▶ TASK OBJECTIVE: Echo the lines below verbatim, from the line that contains "chair back, each" through the line that contains "[(172, 476)]", including both ends.
### MATERIAL FOR THIS TASK ###
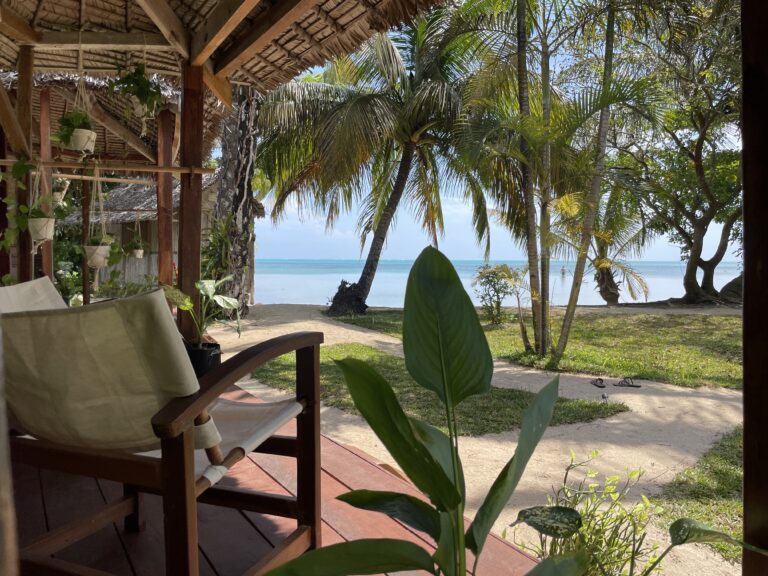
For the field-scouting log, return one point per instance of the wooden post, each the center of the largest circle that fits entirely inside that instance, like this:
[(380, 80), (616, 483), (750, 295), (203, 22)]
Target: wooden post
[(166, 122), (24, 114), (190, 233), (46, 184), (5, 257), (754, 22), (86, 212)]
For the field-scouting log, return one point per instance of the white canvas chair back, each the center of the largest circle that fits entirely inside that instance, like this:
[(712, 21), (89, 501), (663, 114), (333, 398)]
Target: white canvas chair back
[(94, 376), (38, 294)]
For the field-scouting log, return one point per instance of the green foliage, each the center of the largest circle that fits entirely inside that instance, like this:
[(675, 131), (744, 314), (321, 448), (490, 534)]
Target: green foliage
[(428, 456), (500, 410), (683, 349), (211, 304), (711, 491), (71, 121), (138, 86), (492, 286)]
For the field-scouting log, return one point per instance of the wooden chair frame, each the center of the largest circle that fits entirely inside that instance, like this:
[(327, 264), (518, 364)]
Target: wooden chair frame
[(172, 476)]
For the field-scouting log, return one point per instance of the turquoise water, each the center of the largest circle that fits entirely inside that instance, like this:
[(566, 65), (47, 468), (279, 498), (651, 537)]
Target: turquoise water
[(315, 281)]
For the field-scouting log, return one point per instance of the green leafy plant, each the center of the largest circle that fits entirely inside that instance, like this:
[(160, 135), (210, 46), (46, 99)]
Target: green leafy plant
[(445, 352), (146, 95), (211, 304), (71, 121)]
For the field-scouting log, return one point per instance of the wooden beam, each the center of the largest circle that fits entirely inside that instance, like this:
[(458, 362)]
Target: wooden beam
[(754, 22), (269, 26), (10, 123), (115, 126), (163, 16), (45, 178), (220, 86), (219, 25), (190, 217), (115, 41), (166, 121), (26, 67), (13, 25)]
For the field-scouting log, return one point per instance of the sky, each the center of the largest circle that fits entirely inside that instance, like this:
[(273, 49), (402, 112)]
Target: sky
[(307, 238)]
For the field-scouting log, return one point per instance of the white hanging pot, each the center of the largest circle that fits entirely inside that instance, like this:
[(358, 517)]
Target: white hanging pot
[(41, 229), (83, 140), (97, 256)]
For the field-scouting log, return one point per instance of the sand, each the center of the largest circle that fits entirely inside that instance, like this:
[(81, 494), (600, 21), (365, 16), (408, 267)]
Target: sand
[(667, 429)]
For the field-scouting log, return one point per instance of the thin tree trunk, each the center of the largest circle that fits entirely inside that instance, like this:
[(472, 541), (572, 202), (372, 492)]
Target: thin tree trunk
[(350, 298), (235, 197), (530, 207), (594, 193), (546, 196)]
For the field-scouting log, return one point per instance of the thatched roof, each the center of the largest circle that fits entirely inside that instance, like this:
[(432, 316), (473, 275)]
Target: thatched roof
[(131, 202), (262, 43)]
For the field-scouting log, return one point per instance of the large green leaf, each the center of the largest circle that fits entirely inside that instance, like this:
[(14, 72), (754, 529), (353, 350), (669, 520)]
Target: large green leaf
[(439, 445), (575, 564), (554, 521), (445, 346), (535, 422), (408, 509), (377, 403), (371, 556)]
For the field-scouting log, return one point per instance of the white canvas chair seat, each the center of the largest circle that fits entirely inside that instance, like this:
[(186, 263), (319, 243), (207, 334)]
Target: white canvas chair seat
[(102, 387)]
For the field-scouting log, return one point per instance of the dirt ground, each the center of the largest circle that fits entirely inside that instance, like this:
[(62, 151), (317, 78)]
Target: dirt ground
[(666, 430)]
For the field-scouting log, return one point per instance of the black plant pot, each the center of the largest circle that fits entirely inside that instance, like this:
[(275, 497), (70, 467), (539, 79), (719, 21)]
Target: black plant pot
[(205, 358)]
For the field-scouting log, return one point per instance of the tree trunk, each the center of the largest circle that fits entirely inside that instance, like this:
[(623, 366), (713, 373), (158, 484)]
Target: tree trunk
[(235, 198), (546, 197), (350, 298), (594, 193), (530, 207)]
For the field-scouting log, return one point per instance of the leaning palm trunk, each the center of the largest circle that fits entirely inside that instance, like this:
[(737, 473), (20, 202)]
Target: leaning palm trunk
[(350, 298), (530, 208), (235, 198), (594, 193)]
###
### MATERIAL FOR THIS TASK ###
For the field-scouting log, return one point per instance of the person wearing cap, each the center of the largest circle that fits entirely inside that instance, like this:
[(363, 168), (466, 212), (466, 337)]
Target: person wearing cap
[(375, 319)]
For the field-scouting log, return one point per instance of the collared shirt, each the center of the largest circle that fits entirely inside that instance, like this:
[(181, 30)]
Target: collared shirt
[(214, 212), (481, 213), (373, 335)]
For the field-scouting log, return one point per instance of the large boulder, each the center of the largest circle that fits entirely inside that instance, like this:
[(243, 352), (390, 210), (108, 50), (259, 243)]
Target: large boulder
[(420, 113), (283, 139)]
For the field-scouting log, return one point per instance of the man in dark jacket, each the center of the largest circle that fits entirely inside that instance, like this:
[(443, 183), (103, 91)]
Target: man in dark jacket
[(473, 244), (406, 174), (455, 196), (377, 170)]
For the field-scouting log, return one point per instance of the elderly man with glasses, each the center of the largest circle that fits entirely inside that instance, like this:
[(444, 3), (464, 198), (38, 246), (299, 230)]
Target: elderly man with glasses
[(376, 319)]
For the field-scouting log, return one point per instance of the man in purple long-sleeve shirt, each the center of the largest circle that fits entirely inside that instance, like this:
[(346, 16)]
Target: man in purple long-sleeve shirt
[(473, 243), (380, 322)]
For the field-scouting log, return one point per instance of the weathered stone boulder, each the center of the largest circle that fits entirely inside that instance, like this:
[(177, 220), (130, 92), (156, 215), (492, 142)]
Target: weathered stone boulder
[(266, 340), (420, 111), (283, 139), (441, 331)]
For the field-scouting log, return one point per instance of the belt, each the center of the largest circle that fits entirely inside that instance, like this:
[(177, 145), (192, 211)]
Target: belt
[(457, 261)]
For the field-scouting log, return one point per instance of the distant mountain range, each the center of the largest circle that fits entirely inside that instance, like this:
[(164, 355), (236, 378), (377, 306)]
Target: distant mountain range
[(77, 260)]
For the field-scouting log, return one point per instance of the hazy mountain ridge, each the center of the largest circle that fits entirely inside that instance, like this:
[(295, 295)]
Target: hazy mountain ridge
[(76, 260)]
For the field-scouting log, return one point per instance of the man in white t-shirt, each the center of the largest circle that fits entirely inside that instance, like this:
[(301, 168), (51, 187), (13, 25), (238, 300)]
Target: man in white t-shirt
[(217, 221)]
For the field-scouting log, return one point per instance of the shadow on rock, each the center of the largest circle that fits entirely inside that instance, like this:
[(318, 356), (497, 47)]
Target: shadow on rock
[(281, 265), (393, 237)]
###
▶ FULL SOLUTION:
For the field-scouting log, return one point per instance of the white canvas chair back, each the center of the largest circle that fits entirely inside that instance, like this:
[(712, 21), (89, 501), (663, 114), (333, 398)]
Target: white canvas chair back
[(94, 376), (38, 294)]
For the field-scouting log, return one point per instance of the green foliage, each the center of the largest circle that fits entirely inside that instance, like this:
[(675, 131), (744, 314), (321, 448), (490, 534)]
Target: green foliage
[(428, 456), (500, 410), (683, 349), (211, 304), (711, 491), (71, 121), (138, 86), (492, 286)]
For the field-scouting log, return one point per instance of the wooden chair frame, each the center of the largest circle that fits entirely inside that instance, like this:
[(327, 264), (518, 364)]
Target: wooden chair frame
[(172, 476)]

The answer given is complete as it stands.